**What the task requires**.
Transcribe the portion of the pull request text starting at the words "architecture.py — model-coupling" and ending after the words "changes (Details below)", keeping every character unchanged.

**Extract**.
`shapiq.vision` Sub-package for Image Classification by S2k-1 · Pull Request #549 · mmschlk/shapiq

S2k-1 · 2026-06-12T15:45:42Z

Motivation and Context

shapiq currently has no first-class support for explaining vision models. The only image-handling code lives inside the benchmark games (shapiq_games.benchmark.local_xai.ImageClassifier) where masking logic is hard-coded per model, which is not suitable for end-user pipelines.

This PR introduces shapiq.vision, a new subpackage that plugs cleanly into the existing Explainer → Game → Imputer pipeline and supports both CNN and Vision Transformer (ViT) architectures. The design follows the pattern of shapiq.tree / shapiq.graph by separating concerns into dedicated modules:

players.py — pluggable player-definition strategies (superpixel, fixed grid, custom masks, ViT patch tokens)
masking.py — pluggable masking strategies (mean-color, zero/constant, token-based attention masking for ViTs)
architecture.py — model-coupling layer that binds a player strategy and a masking strategy to a concrete model type (CNNArchitecture, TransformerArchitecture)
imputer.py — ImageImputer(Imputer) that implements batched value_function evaluation over coalitions
explainer.py — ImageExplainer(Explainer) that wires the imputer into the approximator pipeline
utils.py — format-agnostic image conversion helpers (as_hwc_array, to_tensor_chw, etc.)

Public API Changes

No Public API changes
Yes, Public API changes (Details below)

No existing public APIs are modified or removed. We just implemented new ones for the shapiq.vision subpackage. See example:

        from shapiq.vision.architecture import CNNArchitecture, TransformerArchitecture
        from shapiq.vision.explainer import ImageExplainer

        # --- CNN (ResNet-style) ---
        arch = CNNArchitecture(model=my_resnet)
        explainer = ImageExplainer(model_architecture=arch, data=my_image)
        iv = explainer.explain_function(x=None, budget=256)

        # --- ViT ---
        arch = TransformerArchitecture(model=my_vit, vit_processor=processor)

**Given data**.
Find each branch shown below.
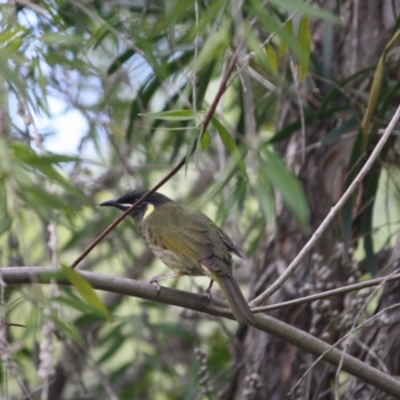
[250,106,400,306]
[0,267,400,398]
[71,46,241,268]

**Exercise response**.
architecture.py — model-coupling layer that binds a player strategy and a masking strategy to a concrete model type (CNNArchitecture, TransformerArchitecture)
imputer.py — ImageImputer(Imputer) that implements batched value_function evaluation over coalitions
explainer.py — ImageExplainer(Explainer) that wires the imputer into the approximator pipeline
utils.py — format-agnostic image conversion helpers (as_hwc_array, to_tensor_chw, etc.)

Public API Changes

No Public API changes
Yes, Public API changes (Details below)